▶ _Problems to solve_
a. Update the section of the Katy CCA meeting announcement that opens with the words containing "Capt Bink Grimes penned" and closes with "on the prairie.", swapping "waterfowl" for "ducks".
b. Answer these questions using the Katy CCA meeting announcement.
(i) What is the title of the book written by Capt Bink Grimes?
(ii) How old was Captain Mark when he started fishing in the Matagorda area?
(iii) How much does a raffle ticket cost?

# Katy CCA - guest speakers Capt Bink Grimes and Capt Mark Talasek MARCH 21



## Spots and Dots (May 23, 2004)

The *Katy Chapter* is hosting *Capt Bink Grimes* and *Capt Mark Talasek*, of *Sunrise Lodge in Matagorda*, for our March meeting. Both captains are Texas legends and have covered more water in Matagorda Bay than many of us combined! It's not often that we get to host TWO professionals, and we hope you'll make it a point to be at this event.

Capt Bink Grimes penned the book, Where and How to Wade Fish Texas. He also writes for Tide, Ducks Unlimited,Texas Fish and Game and several other recognized publications. In addition to being a phenomanal author, Bink find time to guide on Matagorda Bay and chase waterfowl on the prairie.

Captain Mark was born and raised in the Matagorda area & has been fishing here since he was 6 years old. He comes from a family of commercial fishermen. His father is also a full-time Matagorda fishing guide and brother operates a local Matagorda Bait Camp. Captain Mark is a full-time guide who knows where the fish are by being on the water most every day.

In addition to an eve full of fishing information, we will have a raffle for a half day trip with one of our guests, and some other goodies. Tickets are only $10, so bring a few hundred dollars to better your chances!!!!

Lastly, the Katy Chapter has decided to give back to those who support our cause. We've decided to *change locations *and our new "home" is *Red River Bar B Que and Grill*. Red River was a major sponsor at our 2011 banquet and they have an awesome patio for having our meetings. Their address is *1711 S Mason Rd. Katy, TX 77450* (just south of HEB, and across the street from Spec's).

*Where: Red River Bar B Que and Grill*
*When: March 21, comraderie begins around 6:30, guests speak around 7pm*
*Who: Capt Bink Grimes and Capt Mark Talasek, of Sunrise Lodge in Matagorda*


----------



## Spots and Dots (May 23, 2004)

KATY CCA Chapter

** General Membership Meeting **
March 21st @ 7:00pm at Red River BBQ & Grill
1711 S Mason Rd. Katy, TX 77450

Guest Speakers: Capt. Bink Grimes & Mark Talasek of Sunrise Lodge in Matagorda

The Katy CCA chapter would like to invite you and your friends to join us on March 21, 2012 at Red River BBQ & Grill to hear guest speakers, Capt. Bink Grimes and Mark Talasek of Sunrise Lodge talk about fishing in Matagorda Bay. Both captains are Texas legends and have covered more water in Matagorda Bay than many of us combined! It's not often that we get to host TWO professionals, and we hope you'll make it a point to be at this event.

▶ _Rows from a pointing dataset_
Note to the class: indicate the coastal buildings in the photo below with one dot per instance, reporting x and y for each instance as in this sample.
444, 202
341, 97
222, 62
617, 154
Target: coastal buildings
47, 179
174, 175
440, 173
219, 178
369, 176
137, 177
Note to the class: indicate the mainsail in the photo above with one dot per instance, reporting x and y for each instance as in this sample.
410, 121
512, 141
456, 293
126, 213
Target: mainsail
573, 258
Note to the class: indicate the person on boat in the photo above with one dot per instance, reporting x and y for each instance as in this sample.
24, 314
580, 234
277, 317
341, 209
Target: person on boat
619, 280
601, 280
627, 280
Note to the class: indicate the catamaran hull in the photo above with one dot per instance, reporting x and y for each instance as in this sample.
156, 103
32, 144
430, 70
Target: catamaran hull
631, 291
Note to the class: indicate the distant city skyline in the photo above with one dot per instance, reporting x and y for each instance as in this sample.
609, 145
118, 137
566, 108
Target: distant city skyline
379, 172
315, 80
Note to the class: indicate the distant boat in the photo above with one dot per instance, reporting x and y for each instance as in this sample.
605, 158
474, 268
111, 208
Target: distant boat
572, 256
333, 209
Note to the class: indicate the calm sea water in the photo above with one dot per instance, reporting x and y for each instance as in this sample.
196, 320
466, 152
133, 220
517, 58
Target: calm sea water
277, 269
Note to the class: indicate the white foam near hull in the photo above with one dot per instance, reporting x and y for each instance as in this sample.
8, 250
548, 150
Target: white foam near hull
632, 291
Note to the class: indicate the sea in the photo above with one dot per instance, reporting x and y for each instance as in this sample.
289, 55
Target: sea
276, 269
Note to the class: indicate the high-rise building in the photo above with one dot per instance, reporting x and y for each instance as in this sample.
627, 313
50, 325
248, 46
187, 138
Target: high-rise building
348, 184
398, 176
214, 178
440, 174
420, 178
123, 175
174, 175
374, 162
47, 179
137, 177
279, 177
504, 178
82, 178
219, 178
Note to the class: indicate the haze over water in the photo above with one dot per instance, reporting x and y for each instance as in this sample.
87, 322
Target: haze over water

==

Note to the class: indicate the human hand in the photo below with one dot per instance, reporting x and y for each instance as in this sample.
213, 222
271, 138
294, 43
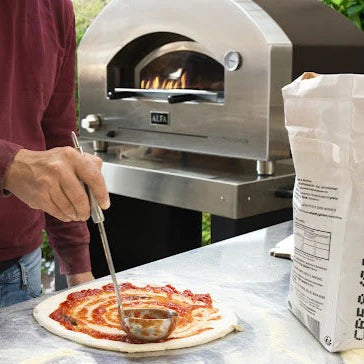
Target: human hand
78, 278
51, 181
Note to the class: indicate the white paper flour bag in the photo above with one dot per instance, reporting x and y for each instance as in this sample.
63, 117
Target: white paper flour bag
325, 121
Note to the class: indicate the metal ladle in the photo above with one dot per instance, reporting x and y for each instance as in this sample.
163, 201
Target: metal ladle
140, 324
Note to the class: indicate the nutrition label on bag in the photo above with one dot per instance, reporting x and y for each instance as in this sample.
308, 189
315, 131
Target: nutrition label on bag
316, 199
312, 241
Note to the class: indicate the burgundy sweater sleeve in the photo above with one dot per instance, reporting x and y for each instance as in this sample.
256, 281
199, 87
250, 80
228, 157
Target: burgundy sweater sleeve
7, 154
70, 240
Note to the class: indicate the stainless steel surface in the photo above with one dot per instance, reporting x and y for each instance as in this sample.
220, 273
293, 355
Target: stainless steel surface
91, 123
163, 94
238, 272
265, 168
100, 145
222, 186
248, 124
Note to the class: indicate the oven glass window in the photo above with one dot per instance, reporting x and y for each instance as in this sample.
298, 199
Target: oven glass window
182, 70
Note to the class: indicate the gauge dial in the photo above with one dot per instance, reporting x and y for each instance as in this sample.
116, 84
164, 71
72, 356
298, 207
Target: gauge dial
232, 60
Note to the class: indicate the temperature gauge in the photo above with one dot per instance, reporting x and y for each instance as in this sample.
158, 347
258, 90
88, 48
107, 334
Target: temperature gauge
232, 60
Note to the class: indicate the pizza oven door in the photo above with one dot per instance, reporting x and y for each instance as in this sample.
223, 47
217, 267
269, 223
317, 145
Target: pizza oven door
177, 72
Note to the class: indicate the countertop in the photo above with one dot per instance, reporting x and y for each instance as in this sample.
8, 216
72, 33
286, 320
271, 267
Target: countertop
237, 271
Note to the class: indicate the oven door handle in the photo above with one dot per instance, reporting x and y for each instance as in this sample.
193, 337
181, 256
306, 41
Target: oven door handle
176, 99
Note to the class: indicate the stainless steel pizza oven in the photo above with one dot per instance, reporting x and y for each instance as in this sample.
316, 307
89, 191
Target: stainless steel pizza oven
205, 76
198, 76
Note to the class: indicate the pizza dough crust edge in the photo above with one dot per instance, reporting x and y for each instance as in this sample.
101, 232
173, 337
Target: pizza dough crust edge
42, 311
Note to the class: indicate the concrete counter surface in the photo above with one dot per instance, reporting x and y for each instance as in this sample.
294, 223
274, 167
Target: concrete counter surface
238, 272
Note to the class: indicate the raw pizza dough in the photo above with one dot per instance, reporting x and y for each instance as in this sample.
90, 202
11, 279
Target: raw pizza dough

▶ _Answers to the problems_
a.
Capt Bink Grimes penned the book, Where and How to Wade Fish Texas. He also writes for Tide, Ducks Unlimited,Texas Fish and Game and several other recognized publications. In addition to being a phenomanal author, Bink find time to guide on Matagorda Bay and chase ducks on the prairie.

b.
(i) Where and How to Wade Fish Texas
(ii) 6 years old
(iii) $10